First and foremost, if you are a Christian purchasing this album expecting a Christian album, be warned! Although, David Bazaan, the engine of Pedro the Lion, may be a Christian, he certainly doesnt produce Christian albums. This album contains the conroversial use of the word "shit" on the closing song, along with many other controversial lyrics that may be offending to the typical Rich Mullins, DC Talk, and Newsboys audience. Case in point, Bazaan’s comparison of the return of Jesus to a cheating husband achieving an orgasm. "She’s arching her back, she screams for more, oh my sweet rapture I hear Jesus calling me home."
If you are a Christian music listener still reading this review, kudos to you for not hastily branding this album distasteful. And if you are a non-Christian, kudos to you as well; most secular music listeners run at the hint of Christianity. To both I assure you, you will be well rewarded. This album includes boasts a brilliant storyteller, amazing music, and, most important, beautifully delivered lyrics.
If you are familiar with Pedro the Lion, this album will seem a lot more upbeat than the others. It features many harder "rock" songs. PTL’s slow, monotone singing and their sometimes methodical music, however, still peek through on certain tracks. Unlike the earlier CDs though, each song on Control is amazing, and every one could stand alone.

• **Work to complete**:
• a. List the Christian music artists that the album review above names as typical of the audience that might be offended.
• b. For each statement, say whether it agrees with the album review above. Give yes or no, and quote the words that decide it.
(i) David Bazaan makes Christian albums.
(ii) The album seems more upbeat than earlier Pedro the Lion albums.
(iii) The word "shit" is used on the opening song.
• c. Copy word for word the part of the album review above that starts at "If you are a Christian music" and ends after "beautifully delivered lyrics.".

• **Information**:
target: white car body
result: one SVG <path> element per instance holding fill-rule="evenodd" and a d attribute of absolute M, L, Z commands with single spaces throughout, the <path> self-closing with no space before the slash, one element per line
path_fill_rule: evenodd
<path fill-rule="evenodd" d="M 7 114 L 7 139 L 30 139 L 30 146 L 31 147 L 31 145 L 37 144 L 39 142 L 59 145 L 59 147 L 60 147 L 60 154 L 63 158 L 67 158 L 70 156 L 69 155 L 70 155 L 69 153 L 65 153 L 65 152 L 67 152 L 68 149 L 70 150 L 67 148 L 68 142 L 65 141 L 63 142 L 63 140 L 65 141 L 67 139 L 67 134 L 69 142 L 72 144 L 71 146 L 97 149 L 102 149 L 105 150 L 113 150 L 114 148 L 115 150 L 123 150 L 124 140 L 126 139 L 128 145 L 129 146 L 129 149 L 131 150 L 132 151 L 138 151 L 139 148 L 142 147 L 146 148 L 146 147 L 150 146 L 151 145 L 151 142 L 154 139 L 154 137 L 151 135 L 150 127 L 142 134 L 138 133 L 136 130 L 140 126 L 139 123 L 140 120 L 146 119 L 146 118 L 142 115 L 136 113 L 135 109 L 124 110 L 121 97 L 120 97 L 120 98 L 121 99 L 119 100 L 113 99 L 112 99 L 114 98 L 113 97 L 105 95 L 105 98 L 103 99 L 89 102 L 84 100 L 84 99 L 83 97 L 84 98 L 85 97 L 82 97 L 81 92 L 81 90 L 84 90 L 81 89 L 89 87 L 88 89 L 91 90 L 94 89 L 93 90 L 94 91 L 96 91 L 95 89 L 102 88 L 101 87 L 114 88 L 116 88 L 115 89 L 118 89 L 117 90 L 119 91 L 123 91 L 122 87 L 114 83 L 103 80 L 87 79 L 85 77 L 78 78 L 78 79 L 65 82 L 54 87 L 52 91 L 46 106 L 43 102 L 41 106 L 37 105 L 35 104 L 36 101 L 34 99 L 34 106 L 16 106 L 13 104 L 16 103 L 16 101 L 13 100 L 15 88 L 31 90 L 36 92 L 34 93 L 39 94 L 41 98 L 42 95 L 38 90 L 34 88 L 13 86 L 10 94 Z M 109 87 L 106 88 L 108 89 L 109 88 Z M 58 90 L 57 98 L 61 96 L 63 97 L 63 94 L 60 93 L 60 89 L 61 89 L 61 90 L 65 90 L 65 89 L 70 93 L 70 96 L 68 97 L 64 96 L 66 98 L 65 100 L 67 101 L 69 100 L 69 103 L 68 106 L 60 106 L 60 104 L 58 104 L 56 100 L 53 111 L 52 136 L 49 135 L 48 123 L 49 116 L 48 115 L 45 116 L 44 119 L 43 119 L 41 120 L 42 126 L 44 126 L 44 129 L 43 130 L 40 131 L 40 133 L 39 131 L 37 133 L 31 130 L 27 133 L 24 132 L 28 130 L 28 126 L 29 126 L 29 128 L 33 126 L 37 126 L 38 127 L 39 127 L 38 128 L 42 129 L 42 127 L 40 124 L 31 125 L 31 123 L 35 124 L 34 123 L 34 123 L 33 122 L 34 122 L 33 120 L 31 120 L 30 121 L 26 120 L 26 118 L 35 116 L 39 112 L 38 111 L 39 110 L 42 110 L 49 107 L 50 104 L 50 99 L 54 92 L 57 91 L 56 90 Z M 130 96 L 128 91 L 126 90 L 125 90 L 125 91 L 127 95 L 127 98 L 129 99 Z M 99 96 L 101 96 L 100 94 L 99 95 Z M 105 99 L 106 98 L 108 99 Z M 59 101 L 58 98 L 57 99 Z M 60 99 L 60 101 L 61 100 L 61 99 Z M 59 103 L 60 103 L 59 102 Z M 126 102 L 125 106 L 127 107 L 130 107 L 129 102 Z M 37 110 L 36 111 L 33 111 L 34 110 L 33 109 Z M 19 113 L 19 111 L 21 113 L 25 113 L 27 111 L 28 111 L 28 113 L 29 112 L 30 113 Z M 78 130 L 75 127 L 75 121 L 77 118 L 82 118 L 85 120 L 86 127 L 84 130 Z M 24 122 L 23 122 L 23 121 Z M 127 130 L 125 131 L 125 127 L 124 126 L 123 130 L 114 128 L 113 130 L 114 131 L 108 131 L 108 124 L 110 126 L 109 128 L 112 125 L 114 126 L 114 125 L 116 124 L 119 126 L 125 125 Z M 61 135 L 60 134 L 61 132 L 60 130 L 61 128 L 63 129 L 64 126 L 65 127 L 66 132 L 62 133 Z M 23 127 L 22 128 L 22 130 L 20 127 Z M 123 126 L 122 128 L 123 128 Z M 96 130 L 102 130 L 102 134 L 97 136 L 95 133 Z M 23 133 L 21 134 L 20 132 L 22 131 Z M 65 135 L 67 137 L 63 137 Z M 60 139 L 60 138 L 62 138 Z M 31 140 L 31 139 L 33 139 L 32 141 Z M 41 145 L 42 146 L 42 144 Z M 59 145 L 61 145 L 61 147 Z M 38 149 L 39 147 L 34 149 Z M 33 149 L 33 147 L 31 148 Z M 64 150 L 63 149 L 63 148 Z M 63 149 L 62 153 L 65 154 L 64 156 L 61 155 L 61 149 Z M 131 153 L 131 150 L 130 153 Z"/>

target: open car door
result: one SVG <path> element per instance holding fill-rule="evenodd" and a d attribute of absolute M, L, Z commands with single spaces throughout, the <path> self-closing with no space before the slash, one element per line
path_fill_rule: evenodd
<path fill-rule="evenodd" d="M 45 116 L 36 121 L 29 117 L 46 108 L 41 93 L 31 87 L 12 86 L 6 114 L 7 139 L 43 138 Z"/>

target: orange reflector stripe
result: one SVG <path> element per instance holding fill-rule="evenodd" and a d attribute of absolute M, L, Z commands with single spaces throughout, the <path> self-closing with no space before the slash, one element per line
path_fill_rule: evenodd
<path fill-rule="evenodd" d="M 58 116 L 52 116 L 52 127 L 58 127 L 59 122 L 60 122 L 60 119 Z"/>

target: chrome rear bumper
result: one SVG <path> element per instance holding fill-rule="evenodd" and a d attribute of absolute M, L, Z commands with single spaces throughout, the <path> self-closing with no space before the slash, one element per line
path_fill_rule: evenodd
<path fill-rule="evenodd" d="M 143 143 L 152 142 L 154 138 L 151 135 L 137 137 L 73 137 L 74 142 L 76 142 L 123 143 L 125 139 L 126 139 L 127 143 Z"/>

• **Replies**:
• a. Rich Mullins, DC Talk, Newsboys

• b.
(i) No: "he certainly doesnt produce Christian albums"
(ii) Yes: "this album will seem a lot more upbeat than the others"
(iii) No: "on the closing song"

• c.
If you are a Christian music listener still reading this review, kudos to you for not hastily branding this album distasteful. And if you are a non-Christian, kudos to you as well; most secular music listeners run at the hint of Christianity. To both I assure you, you will be well rewarded. This album includes boasts a brilliant storyteller, amazing music, and, most important, beautifully delivered lyrics.